### Short exercise
Rewrite the material from the line with "# point at: dog's tail (one per instance)" up to and including the last line as a Markdown table with columns Row and Line, numbering each line and leaving out any blank lines.

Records

————————

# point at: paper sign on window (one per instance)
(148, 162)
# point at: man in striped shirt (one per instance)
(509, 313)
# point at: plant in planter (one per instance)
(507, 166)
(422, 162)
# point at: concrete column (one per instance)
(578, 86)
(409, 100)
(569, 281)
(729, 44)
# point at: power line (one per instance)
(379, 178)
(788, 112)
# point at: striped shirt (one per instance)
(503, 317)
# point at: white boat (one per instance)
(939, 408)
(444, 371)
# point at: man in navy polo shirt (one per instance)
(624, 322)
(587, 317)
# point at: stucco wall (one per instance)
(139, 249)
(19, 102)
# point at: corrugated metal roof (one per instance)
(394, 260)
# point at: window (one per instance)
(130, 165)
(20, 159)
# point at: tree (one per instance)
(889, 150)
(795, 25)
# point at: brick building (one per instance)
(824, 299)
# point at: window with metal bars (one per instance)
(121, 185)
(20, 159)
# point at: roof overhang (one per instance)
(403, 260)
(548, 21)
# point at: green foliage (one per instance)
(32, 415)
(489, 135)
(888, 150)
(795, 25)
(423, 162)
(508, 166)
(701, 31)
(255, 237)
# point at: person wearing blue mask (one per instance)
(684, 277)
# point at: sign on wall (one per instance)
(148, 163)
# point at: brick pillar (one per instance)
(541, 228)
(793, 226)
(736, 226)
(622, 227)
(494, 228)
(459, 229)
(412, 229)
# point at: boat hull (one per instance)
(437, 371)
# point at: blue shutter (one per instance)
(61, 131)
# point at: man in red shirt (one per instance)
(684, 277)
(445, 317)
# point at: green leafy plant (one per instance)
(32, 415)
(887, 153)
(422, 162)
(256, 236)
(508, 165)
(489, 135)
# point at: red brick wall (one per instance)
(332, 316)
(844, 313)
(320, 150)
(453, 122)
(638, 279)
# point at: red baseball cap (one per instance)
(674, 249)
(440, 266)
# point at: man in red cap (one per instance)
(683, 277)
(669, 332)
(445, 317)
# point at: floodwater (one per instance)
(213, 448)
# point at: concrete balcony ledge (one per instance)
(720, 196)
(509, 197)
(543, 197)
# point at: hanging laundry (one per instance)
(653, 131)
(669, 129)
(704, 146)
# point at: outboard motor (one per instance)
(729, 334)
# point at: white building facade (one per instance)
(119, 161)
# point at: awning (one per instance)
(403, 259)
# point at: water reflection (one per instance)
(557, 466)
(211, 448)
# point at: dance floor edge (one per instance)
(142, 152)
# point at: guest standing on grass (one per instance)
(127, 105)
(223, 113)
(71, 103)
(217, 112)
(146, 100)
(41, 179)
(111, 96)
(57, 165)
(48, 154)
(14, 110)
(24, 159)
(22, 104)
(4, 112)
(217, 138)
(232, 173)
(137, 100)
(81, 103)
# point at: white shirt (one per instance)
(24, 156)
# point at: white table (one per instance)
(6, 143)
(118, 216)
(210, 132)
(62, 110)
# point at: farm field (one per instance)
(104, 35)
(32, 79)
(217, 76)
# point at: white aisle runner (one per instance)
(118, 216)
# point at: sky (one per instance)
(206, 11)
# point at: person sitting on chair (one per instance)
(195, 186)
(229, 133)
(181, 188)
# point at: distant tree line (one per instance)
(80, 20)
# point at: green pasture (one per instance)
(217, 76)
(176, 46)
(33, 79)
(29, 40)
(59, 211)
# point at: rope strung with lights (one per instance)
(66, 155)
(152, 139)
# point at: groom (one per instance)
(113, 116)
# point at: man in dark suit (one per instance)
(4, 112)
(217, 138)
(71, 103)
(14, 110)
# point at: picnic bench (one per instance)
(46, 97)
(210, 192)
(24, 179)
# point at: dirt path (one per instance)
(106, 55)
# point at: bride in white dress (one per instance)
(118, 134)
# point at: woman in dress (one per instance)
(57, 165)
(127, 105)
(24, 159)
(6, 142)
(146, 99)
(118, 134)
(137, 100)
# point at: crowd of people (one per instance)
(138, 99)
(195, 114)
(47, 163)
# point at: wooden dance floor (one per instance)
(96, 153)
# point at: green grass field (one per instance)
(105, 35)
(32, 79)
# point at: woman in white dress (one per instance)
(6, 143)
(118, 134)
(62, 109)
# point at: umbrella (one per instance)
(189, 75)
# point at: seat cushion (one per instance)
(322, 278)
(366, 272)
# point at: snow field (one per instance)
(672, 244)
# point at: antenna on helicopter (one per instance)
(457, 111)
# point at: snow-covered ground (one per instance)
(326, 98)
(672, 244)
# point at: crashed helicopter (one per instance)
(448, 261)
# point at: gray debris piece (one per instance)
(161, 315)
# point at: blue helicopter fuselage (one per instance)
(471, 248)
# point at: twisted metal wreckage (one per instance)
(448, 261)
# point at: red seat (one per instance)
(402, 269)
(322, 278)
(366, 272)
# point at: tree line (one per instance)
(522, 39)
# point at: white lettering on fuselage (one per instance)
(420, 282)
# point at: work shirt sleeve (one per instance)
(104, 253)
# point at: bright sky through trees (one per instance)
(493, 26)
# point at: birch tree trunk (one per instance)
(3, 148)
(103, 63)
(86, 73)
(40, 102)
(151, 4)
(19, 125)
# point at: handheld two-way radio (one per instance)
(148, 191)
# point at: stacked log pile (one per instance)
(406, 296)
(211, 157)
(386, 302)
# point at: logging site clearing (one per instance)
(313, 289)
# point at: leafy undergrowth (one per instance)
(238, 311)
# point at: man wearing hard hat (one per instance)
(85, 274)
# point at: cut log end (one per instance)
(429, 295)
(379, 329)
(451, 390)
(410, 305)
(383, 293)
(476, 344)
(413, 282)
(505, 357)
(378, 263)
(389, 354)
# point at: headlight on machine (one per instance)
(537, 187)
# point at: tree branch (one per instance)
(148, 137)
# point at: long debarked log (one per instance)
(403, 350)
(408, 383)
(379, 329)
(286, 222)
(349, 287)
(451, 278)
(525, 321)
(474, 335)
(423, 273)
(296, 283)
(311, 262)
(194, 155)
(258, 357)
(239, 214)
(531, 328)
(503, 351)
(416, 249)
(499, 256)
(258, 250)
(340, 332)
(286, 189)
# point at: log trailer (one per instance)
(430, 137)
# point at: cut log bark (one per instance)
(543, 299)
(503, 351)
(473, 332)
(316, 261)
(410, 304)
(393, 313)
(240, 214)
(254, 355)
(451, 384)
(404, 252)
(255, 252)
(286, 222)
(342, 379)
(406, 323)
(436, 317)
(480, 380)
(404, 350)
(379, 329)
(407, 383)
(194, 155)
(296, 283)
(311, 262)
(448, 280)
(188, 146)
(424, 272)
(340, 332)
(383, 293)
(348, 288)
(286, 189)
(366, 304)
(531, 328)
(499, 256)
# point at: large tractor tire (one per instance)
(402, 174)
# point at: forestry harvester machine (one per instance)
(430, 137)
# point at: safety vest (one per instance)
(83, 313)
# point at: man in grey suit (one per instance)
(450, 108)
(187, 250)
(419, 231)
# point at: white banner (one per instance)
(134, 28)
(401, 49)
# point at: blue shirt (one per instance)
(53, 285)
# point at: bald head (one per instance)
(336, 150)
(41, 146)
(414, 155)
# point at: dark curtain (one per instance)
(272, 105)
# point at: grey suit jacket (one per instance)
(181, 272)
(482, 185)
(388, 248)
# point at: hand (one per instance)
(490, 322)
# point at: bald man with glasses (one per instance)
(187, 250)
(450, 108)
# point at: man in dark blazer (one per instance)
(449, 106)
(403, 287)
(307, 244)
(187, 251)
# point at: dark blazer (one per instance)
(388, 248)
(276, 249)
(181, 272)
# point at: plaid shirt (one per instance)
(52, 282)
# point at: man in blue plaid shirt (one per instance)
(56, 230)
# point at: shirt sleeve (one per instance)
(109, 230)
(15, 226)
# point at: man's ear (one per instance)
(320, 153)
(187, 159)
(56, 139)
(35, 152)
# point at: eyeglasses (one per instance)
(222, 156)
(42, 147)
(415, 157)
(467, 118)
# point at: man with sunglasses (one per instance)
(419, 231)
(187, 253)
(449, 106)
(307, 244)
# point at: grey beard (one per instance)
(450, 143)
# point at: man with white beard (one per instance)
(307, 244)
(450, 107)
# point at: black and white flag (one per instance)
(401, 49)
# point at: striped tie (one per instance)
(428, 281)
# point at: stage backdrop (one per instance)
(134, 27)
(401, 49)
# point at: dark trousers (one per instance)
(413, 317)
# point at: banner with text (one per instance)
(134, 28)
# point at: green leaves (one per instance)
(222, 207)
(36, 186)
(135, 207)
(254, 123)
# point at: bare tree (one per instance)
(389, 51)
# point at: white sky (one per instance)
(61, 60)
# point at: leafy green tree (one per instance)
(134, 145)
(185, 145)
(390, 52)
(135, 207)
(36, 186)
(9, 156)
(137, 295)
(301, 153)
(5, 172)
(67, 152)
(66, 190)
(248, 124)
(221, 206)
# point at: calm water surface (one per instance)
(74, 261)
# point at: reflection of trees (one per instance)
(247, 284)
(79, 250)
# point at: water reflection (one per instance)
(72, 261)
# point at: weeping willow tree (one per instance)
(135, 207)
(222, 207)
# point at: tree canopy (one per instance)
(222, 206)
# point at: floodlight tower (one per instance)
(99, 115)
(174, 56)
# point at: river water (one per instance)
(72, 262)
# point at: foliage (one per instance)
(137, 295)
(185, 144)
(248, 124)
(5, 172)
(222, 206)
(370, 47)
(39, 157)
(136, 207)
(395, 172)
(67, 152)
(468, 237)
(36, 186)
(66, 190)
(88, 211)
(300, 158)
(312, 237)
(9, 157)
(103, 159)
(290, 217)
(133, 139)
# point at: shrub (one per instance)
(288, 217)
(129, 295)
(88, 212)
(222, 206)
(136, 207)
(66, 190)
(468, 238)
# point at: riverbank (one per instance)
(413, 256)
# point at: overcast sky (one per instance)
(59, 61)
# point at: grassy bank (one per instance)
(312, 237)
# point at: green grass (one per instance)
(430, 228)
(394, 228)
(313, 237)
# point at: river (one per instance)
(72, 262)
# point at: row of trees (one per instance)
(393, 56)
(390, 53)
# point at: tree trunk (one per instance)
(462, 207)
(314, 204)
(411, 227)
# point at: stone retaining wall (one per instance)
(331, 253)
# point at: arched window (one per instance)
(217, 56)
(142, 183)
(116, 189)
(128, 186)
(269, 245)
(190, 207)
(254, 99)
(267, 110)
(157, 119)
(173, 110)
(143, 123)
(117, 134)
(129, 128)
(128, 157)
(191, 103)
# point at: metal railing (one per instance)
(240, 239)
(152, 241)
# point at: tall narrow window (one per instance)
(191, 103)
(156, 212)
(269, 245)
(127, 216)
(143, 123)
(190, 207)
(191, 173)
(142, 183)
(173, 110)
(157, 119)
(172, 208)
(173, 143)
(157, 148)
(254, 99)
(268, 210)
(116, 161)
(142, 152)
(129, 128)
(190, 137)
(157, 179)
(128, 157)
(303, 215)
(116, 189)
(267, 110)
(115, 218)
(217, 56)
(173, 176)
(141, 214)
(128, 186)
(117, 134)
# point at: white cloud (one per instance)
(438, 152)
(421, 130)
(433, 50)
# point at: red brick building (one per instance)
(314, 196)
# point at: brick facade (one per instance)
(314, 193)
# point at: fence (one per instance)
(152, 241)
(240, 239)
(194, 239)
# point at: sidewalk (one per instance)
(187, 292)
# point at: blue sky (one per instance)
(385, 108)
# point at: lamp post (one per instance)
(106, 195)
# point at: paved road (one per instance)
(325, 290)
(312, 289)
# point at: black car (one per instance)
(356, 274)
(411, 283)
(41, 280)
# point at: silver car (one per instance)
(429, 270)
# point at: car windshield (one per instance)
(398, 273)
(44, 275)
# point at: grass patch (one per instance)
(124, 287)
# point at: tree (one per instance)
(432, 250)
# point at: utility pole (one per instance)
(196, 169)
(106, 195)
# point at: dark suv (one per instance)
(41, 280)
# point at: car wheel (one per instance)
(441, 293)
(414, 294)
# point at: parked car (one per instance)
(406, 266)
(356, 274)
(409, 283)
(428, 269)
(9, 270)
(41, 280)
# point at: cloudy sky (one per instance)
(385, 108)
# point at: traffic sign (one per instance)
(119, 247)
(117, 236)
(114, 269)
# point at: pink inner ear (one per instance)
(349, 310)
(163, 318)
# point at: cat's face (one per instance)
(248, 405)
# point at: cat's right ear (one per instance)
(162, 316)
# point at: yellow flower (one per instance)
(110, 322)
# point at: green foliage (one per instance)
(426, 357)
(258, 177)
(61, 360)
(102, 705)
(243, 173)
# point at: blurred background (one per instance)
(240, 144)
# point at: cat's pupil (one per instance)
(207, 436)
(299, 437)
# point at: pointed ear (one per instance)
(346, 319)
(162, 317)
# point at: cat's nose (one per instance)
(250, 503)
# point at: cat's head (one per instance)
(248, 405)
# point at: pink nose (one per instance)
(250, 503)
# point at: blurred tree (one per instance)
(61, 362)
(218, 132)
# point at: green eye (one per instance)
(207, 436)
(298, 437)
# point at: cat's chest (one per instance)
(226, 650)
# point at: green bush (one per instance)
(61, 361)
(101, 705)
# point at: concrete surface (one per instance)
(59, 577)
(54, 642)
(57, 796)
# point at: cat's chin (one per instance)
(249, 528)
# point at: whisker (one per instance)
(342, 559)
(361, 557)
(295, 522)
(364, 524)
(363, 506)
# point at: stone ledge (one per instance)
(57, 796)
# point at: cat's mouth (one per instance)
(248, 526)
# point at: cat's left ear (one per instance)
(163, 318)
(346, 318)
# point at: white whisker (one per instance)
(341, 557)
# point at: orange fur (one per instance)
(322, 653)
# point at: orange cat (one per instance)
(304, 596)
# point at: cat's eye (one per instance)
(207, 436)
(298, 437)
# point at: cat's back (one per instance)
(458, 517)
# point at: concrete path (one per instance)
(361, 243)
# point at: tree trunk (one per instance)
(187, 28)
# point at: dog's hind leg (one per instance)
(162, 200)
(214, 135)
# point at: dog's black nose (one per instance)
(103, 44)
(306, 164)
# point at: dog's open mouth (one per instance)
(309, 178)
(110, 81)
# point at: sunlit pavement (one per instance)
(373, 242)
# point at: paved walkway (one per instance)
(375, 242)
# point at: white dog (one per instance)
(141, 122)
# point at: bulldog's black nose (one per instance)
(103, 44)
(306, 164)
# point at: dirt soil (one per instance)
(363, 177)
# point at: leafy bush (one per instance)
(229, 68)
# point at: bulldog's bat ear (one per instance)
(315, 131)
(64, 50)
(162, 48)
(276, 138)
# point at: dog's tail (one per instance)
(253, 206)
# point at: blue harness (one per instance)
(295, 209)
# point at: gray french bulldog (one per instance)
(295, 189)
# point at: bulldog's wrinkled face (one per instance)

————————

### Problem solution
| Row | Line |
|---|---|
| 1 | # point at: dog's tail (one per instance) |
| 2 | (253, 206) |
| 3 | # point at: blue harness (one per instance) |
| 4 | (295, 209) |
| 5 | # point at: gray french bulldog (one per instance) |
| 6 | (295, 189) |
| 7 | # point at: bulldog's wrinkled face (one per instance) |